Ури Вульф вроде бы смирился с изменой любимой, но тоже решил не оставаться в долгу. И тоже по-своему.

В апреле 1979 года Авитан и Вульф вышли на очередное дело: вооруженные автоматами и гранатами, они ворвались в отделение банка “Леуми” в Рамат-Авиве и взяли всю имевшуюся там наличность – 2 миллиона лир. Служащие банка успели вызвать полицию, и отступая, преступники приняли бой с полицейскими, применив все имевшееся у них оружие. Только чудом обошлось без жертв, но вскоре грабители были арестованы, и на допросе Вульф согласился сдать напарника в обмен на предоставление ему статуса государственного свидетеля. Так Вульф оказался на свободе и, сделав пластическую операцию, покинул Израиль, а Авитан был осужден на 15 лет тюремного заключения.

В тюрьме в Рамле Авитан столкнулся с новым ее начальником – Рони Ницаном, открыто заявлявшим, что он сломает главарей преступного мира. Спустя год после посадки Авитан вышел в свой первый отпуск, направился в дом Орит Арвив и… сбежал из него через заранее выломанную решетку, закрывавшую окно в туалете.

(Строки с координатной разметкой)

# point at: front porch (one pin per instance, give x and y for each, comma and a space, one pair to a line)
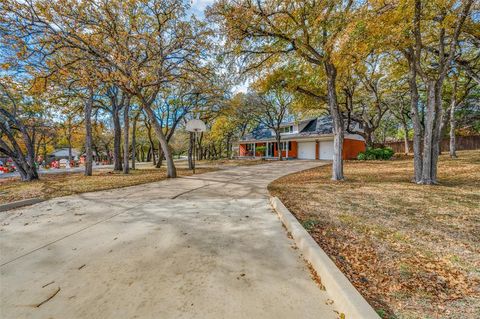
268, 150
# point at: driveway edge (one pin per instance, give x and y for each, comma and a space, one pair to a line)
347, 298
20, 203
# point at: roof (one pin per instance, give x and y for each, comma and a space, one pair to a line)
315, 127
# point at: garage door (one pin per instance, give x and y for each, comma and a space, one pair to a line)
306, 150
326, 150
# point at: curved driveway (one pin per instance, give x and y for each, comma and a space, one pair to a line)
207, 246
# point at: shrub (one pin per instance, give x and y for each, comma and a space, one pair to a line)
372, 154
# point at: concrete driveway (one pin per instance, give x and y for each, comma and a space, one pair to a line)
207, 246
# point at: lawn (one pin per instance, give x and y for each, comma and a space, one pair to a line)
413, 251
56, 185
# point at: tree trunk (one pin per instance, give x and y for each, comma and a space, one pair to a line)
279, 146
431, 138
368, 137
117, 139
417, 125
160, 158
453, 124
171, 170
126, 127
88, 134
338, 129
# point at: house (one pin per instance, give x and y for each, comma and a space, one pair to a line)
307, 139
62, 153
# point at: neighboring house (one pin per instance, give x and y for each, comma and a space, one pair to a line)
307, 139
62, 153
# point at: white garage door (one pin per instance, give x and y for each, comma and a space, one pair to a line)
326, 150
306, 150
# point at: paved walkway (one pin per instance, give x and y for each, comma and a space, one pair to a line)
207, 246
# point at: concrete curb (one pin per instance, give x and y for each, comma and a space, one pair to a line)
346, 297
20, 203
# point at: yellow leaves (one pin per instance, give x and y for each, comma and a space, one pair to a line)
39, 85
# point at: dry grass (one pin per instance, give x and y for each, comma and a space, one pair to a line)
56, 185
413, 251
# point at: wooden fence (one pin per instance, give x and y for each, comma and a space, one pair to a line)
463, 143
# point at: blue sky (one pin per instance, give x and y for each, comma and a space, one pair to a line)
198, 6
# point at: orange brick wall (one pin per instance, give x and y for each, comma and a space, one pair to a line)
351, 148
243, 150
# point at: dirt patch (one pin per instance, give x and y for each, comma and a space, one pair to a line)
413, 251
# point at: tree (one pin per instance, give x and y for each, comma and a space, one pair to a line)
271, 108
138, 46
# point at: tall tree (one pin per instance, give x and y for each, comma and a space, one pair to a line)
16, 115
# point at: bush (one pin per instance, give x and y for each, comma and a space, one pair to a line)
372, 154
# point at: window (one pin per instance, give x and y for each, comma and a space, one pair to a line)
284, 145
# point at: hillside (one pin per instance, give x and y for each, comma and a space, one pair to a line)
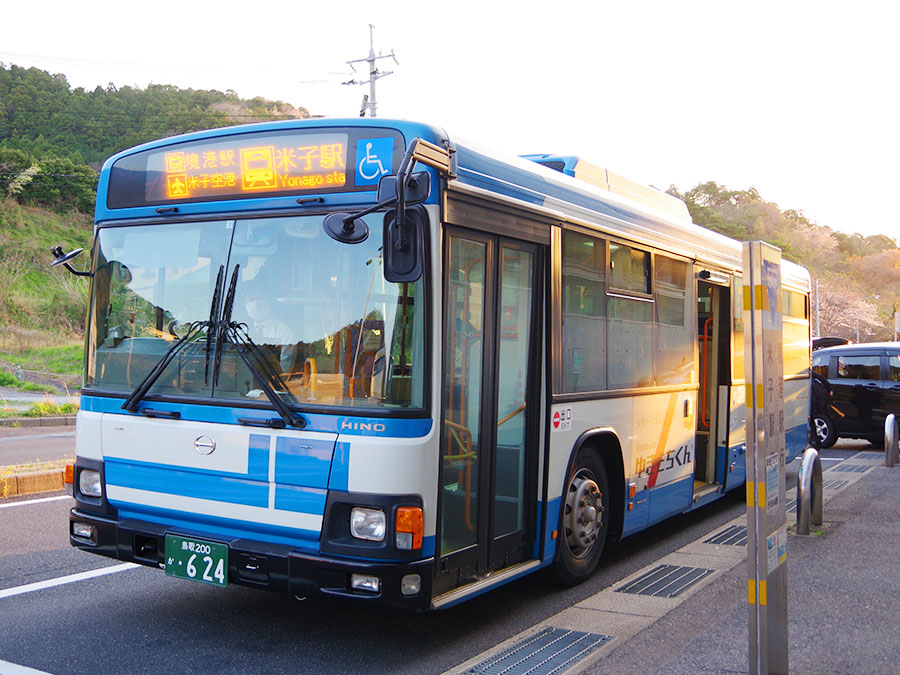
53, 139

**Задание:** К какому сроку заключения, согласно тексту об ограблении банка «Леуми», был приговорен Авитан?

**Полный ответ:** Авитан был осужден на 15 лет тюремного заключения.